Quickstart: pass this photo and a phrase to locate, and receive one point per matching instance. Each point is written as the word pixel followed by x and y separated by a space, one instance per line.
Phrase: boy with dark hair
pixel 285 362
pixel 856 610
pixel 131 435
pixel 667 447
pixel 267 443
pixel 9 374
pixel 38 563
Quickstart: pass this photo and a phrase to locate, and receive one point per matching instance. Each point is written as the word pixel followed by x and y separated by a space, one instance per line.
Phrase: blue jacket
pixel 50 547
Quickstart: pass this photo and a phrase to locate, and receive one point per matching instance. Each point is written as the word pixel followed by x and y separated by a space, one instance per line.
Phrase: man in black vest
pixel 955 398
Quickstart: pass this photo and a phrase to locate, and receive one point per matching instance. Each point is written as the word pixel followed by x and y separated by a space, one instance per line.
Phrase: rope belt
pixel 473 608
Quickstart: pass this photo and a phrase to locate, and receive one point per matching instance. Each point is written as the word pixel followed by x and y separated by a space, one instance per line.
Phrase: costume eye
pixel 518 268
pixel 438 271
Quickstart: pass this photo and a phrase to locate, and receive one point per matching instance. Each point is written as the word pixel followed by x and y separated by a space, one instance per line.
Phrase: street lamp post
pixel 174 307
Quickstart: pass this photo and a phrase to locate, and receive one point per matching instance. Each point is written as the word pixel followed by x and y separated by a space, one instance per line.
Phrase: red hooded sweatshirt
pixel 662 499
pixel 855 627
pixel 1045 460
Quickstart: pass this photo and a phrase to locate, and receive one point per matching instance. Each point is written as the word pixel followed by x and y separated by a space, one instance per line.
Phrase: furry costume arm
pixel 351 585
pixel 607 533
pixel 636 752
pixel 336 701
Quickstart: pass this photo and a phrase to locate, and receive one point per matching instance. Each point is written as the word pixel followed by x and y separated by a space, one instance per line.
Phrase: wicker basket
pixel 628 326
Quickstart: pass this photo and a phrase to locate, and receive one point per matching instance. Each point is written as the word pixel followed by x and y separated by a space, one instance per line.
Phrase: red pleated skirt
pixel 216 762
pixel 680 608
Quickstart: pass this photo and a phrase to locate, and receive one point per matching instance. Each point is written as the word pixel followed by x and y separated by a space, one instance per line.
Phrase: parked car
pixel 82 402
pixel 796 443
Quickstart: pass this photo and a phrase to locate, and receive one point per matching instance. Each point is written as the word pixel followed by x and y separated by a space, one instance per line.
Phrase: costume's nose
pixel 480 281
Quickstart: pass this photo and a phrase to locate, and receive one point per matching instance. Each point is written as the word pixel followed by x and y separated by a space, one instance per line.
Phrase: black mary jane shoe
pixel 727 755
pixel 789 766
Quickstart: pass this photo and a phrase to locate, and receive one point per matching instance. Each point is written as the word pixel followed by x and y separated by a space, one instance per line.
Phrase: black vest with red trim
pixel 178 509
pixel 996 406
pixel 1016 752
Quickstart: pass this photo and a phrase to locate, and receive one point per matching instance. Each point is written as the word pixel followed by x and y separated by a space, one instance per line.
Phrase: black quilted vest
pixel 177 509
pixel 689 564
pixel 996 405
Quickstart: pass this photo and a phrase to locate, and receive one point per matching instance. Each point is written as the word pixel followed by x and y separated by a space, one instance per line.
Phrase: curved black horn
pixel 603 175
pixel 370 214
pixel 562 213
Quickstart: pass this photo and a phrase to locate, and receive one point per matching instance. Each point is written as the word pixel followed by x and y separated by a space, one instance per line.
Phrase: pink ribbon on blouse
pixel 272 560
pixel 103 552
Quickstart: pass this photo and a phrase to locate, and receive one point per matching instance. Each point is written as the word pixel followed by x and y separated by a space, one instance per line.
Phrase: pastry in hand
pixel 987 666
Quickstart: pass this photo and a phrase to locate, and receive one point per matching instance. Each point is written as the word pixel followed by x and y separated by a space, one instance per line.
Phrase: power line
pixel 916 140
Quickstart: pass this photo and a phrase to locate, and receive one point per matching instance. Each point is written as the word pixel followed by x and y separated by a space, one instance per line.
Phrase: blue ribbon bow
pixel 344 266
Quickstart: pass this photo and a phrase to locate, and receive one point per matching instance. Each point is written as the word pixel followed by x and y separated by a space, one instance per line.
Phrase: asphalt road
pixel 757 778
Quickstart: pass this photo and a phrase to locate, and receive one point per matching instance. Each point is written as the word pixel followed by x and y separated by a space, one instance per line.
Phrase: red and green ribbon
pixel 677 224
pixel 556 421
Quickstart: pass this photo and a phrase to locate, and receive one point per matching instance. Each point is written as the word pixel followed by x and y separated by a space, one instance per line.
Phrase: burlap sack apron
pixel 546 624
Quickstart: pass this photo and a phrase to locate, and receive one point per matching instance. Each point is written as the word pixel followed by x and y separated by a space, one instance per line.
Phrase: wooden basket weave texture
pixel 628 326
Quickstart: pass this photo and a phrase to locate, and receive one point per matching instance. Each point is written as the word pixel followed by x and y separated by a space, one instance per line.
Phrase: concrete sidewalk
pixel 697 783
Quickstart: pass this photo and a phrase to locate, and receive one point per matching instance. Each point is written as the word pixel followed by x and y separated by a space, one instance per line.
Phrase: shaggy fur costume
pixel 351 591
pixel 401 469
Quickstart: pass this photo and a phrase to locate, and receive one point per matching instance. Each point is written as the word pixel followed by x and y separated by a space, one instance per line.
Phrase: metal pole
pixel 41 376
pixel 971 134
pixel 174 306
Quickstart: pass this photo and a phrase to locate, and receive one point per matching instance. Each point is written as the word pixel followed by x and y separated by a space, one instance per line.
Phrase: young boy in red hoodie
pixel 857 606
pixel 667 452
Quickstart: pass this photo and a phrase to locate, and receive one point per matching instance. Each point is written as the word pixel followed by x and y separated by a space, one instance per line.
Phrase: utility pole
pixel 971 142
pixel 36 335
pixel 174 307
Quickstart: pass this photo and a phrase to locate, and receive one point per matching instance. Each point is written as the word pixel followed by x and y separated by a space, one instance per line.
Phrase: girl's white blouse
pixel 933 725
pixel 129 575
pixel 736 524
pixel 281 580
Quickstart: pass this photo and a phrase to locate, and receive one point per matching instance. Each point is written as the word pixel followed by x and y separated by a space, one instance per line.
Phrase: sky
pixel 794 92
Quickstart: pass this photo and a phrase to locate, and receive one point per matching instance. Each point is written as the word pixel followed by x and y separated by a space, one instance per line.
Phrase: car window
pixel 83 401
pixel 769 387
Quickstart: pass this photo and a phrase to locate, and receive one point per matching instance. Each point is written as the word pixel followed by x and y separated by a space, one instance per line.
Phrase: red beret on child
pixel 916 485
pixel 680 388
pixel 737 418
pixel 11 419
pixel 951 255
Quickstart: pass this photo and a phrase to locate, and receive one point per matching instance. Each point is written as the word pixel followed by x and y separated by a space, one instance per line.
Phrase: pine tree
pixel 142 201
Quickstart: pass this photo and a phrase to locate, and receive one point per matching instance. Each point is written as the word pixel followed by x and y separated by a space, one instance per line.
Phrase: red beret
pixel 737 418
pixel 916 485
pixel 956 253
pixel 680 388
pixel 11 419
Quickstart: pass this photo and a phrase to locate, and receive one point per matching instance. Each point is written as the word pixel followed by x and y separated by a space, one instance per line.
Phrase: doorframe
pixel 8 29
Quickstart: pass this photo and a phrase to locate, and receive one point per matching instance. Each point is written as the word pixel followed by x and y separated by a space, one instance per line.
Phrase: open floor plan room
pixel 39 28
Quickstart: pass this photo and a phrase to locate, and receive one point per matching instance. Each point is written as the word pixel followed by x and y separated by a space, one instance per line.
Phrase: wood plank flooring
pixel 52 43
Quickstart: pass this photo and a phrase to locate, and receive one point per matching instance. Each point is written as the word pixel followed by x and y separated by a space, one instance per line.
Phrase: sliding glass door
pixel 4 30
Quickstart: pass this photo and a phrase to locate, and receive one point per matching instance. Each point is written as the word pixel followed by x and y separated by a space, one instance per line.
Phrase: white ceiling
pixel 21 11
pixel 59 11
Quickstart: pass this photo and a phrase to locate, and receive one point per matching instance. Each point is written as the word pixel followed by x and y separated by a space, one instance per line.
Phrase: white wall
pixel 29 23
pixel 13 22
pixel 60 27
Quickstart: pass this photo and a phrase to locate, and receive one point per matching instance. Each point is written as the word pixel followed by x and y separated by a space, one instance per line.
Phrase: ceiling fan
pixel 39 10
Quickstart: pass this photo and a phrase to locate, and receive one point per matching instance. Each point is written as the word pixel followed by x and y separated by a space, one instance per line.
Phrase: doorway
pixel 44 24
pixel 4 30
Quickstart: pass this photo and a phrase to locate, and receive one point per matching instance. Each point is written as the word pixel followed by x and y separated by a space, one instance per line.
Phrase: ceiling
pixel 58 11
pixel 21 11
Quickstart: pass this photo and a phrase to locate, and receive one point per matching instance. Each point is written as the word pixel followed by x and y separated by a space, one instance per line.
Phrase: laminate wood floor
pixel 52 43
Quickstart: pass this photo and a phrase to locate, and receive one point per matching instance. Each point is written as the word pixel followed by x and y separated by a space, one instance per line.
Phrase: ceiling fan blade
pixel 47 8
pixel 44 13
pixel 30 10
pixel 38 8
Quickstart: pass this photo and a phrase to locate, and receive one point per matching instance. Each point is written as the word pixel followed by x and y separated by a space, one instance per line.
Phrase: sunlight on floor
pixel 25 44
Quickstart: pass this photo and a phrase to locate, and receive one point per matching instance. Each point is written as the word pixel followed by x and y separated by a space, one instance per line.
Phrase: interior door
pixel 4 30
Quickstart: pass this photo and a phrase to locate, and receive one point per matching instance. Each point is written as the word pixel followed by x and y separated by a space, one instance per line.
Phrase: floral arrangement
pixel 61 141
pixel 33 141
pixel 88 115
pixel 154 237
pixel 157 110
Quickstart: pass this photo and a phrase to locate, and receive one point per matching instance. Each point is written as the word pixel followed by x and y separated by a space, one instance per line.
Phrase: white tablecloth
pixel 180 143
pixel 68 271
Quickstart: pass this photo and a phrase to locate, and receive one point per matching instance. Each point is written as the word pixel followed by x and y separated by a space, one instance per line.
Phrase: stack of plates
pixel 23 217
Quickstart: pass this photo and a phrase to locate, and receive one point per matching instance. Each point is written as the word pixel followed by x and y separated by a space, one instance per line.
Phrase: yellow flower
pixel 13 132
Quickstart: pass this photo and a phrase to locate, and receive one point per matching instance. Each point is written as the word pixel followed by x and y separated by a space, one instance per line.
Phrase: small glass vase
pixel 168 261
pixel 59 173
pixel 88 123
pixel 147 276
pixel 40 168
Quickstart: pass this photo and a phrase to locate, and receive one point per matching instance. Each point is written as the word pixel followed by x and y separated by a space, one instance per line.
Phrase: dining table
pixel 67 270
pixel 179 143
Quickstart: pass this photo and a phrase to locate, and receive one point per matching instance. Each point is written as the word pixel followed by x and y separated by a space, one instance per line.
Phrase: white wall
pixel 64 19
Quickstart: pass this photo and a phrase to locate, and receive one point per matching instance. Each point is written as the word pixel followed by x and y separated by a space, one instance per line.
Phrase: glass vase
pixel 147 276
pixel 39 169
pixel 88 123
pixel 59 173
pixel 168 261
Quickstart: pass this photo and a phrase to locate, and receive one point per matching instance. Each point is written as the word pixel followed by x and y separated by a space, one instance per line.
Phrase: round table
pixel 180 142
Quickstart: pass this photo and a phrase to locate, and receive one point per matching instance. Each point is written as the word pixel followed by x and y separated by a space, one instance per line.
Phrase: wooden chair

══════════════════════════════

• [WRITTEN TASK] Locate every line in the entries above that contains the word "ribbon" and copy each of those lines. Uppercase and lowercase letters count as different.

• [FULL ANSWER]
Phrase: pink ribbon on blouse
Phrase: blue ribbon bow
Phrase: red and green ribbon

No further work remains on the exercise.